## Region annotation items:

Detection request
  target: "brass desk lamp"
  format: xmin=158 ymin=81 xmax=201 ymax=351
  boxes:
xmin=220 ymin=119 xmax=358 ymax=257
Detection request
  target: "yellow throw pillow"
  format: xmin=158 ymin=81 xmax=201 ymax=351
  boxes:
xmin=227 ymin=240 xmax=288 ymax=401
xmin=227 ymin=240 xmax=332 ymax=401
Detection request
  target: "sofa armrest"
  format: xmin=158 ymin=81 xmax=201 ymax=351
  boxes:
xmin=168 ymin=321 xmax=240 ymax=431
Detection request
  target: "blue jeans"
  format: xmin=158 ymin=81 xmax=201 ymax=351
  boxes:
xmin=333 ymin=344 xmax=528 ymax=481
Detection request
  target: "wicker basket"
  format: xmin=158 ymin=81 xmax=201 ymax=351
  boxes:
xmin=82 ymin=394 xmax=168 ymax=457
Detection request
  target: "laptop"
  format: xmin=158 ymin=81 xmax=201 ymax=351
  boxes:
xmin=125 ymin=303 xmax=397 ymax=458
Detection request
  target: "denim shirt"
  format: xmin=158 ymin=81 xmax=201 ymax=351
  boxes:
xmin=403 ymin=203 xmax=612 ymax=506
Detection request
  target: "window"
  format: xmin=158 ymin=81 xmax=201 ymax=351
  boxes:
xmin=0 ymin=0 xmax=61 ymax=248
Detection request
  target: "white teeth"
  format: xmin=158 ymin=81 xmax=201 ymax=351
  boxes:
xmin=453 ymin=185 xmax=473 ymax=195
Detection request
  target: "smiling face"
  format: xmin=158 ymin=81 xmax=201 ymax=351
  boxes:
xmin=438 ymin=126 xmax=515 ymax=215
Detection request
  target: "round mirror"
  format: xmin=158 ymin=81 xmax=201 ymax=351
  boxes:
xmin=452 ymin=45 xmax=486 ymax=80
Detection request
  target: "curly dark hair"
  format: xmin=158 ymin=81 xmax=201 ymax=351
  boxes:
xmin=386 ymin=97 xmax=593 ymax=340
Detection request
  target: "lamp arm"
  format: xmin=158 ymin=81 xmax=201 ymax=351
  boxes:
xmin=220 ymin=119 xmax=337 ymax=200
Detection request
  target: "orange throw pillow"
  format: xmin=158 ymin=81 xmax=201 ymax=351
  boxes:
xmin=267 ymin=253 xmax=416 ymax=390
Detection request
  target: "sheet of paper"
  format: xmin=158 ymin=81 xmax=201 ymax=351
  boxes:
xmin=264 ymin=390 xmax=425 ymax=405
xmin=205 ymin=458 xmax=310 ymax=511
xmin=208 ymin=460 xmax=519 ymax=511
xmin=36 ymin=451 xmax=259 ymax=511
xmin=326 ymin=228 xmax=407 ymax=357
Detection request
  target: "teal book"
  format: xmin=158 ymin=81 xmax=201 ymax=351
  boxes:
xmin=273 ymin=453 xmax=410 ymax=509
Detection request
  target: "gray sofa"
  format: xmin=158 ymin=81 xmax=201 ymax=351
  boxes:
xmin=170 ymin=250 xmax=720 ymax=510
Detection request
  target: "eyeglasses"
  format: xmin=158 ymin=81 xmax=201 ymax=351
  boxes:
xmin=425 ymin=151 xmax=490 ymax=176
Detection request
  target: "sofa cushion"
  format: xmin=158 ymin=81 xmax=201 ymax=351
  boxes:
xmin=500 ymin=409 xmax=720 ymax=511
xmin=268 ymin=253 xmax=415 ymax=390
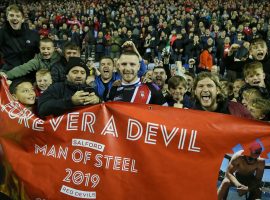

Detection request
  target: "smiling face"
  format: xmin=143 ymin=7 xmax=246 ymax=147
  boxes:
xmin=7 ymin=10 xmax=24 ymax=30
xmin=67 ymin=66 xmax=86 ymax=84
xmin=99 ymin=58 xmax=113 ymax=83
xmin=36 ymin=73 xmax=52 ymax=91
xmin=245 ymin=68 xmax=265 ymax=87
xmin=118 ymin=55 xmax=140 ymax=84
xmin=169 ymin=83 xmax=187 ymax=102
xmin=39 ymin=42 xmax=54 ymax=60
xmin=249 ymin=41 xmax=267 ymax=61
xmin=194 ymin=77 xmax=218 ymax=111
xmin=12 ymin=82 xmax=36 ymax=107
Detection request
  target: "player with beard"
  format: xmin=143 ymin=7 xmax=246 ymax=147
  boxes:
xmin=217 ymin=142 xmax=265 ymax=200
xmin=38 ymin=57 xmax=100 ymax=117
xmin=95 ymin=41 xmax=146 ymax=101
xmin=193 ymin=72 xmax=252 ymax=118
xmin=108 ymin=51 xmax=167 ymax=105
xmin=0 ymin=4 xmax=39 ymax=71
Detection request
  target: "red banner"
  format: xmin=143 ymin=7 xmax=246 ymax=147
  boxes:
xmin=0 ymin=77 xmax=270 ymax=200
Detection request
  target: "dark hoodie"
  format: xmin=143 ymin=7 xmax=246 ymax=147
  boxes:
xmin=38 ymin=81 xmax=97 ymax=117
xmin=0 ymin=22 xmax=39 ymax=71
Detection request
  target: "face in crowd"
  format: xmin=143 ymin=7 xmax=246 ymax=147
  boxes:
xmin=64 ymin=49 xmax=81 ymax=61
xmin=118 ymin=54 xmax=140 ymax=84
xmin=249 ymin=41 xmax=267 ymax=61
xmin=245 ymin=68 xmax=265 ymax=87
xmin=99 ymin=58 xmax=114 ymax=83
xmin=36 ymin=73 xmax=52 ymax=91
xmin=169 ymin=83 xmax=187 ymax=102
xmin=39 ymin=42 xmax=54 ymax=59
xmin=185 ymin=74 xmax=194 ymax=92
xmin=194 ymin=77 xmax=220 ymax=111
xmin=7 ymin=10 xmax=24 ymax=30
xmin=12 ymin=82 xmax=36 ymax=107
xmin=233 ymin=80 xmax=245 ymax=98
xmin=67 ymin=66 xmax=87 ymax=84
xmin=152 ymin=68 xmax=167 ymax=89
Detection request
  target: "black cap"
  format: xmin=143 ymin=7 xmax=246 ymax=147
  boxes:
xmin=66 ymin=57 xmax=89 ymax=75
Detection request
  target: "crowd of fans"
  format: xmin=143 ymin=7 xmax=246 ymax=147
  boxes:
xmin=0 ymin=0 xmax=270 ymax=199
xmin=0 ymin=0 xmax=270 ymax=121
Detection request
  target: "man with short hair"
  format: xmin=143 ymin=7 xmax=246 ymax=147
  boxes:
xmin=51 ymin=42 xmax=81 ymax=83
xmin=95 ymin=41 xmax=146 ymax=101
xmin=109 ymin=51 xmax=167 ymax=105
xmin=38 ymin=57 xmax=100 ymax=117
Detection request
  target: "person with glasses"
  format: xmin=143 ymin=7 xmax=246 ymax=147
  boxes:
xmin=217 ymin=141 xmax=265 ymax=200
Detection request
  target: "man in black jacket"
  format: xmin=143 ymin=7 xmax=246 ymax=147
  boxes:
xmin=0 ymin=5 xmax=39 ymax=71
xmin=38 ymin=57 xmax=100 ymax=117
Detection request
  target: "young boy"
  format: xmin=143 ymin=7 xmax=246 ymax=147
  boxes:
xmin=36 ymin=69 xmax=52 ymax=97
xmin=1 ymin=38 xmax=60 ymax=79
xmin=240 ymin=87 xmax=263 ymax=107
xmin=9 ymin=78 xmax=36 ymax=111
xmin=165 ymin=76 xmax=188 ymax=108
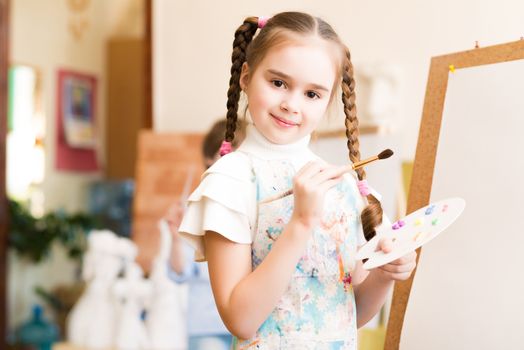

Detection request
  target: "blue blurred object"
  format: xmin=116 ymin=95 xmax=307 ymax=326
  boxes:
xmin=16 ymin=305 xmax=59 ymax=350
xmin=89 ymin=179 xmax=135 ymax=237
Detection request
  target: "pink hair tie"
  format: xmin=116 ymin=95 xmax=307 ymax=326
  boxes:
xmin=219 ymin=140 xmax=232 ymax=156
xmin=357 ymin=180 xmax=371 ymax=197
xmin=258 ymin=16 xmax=269 ymax=29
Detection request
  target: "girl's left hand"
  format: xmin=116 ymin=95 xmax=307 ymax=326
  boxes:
xmin=377 ymin=238 xmax=417 ymax=281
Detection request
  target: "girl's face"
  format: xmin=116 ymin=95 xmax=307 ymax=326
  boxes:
xmin=240 ymin=39 xmax=337 ymax=144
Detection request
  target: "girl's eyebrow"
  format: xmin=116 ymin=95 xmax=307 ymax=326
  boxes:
xmin=267 ymin=69 xmax=329 ymax=92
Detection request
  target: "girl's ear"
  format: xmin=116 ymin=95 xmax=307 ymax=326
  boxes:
xmin=240 ymin=62 xmax=249 ymax=92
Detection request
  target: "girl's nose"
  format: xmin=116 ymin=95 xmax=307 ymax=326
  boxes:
xmin=280 ymin=95 xmax=299 ymax=114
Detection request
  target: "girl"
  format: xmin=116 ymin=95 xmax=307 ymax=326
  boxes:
xmin=180 ymin=12 xmax=416 ymax=349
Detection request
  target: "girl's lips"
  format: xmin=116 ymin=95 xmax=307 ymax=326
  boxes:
xmin=269 ymin=113 xmax=298 ymax=128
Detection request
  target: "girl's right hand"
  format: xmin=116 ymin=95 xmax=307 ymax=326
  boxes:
xmin=291 ymin=161 xmax=345 ymax=229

## TASK GOAL:
Copy every line of the items that contains the word "hair".

## PROBLEM SOLUTION:
  target: "curly dark hair"
  target: "man with short hair"
  target: "pink hair tie"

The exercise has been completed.